# Internal Lasing: An Alternative to GPS?



## Kirkhill (10 Nov 2007)

This has been a flea in my bonnet for a while now.

What happens when the GPS goes down?  Is there something better than reverting to map, compass and VPs to maintain situational awareness?  I don't know what is already in the system but it has occured to me that using laser range finders, which seem to be pretty much ubiquitous these days,  to constantly maintain contact with platforms in Line of Sight might be an alternative?  Is this already being done?

If not what would be the disadvantages of using the LRFs to lase ALL contacts - both friend and foe, as well as aerial, maritime and terrestrial as well as fixed terrain.  That would permit station-keeping (vehicle to vehicle distance and formation), positioning (on station with respect to other platforms that know where they are as well as with respect to terrain that is never going to change) and identification (any contact is yellow on the SA screen until it is confirmed as red or blue - if your grid reference pops up on the screen make yourself known to prevent being designated "red")

Aerial platforms like JWACs or Global Hawks, orbiting at high altitudes, would maintain LOS comms over a very large area and the larger the area the harder it is for the enemy to effectively disrupt the radio frequency comms that GPS relies on.  With 3 or more orbiting aircraft of UAVs that know where they are, and that can see and lase ground contacts (and which could consequently be "seen" by the contact even if the commander couldn't actually see an aircraft 100 miles away), and that could communicate with the contacts using the laser, and a the LRF on the contact.

Is this in the works? On the horizon? Unnecessary? Impractical?


----------



## Franko (10 Nov 2007)

First question: You fall back on basic navigation skills, VP and SA.

*DATASET CONTENT*
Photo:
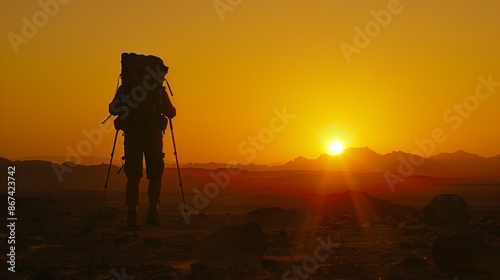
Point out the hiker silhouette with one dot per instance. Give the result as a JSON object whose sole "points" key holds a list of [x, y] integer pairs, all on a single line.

*REQUIREMENT*
Reproduce word for word the passage of the forum thread on laser range finders as a GPS alternative, starting at "Aerial platforms like" and ending at "skills, VP and SA.".

*SOLUTION FOR THIS TASK*
Aerial platforms like JWACs or Global Hawks, orbiting at high altitudes, would maintain LOS comms over a very large area and the larger the area the harder it is for the enemy to effectively disrupt the radio frequency comms that GPS relies on.  With 3 or more orbiting aircraft of UAVs that know where they are, and that can see and lase ground contacts (and which could consequently be "seen" by the contact even if the commander couldn't actually see an aircraft 100 miles away), and that could communicate with the contacts using the laser, and a the LRF on the contact.

Is this in the works? On the horizon? Unnecessary? Impractical?


----------



## Franko (10 Nov 2007)

First question: You fall back on basic navigation skills, VP and SA.